- **Exercise directions**:
Render each line of the entries below as a JSON list of strings, one string per line, leaving out blank lines.

- **Source data**:
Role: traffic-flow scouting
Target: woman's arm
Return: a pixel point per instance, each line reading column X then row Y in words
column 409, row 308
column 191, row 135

- **Expected output**:
[
  "Role: traffic-flow scouting",
  "Target: woman's arm",
  "Return: a pixel point per instance, each line reading column X then row Y in words",
  "column 409, row 308",
  "column 191, row 135"
]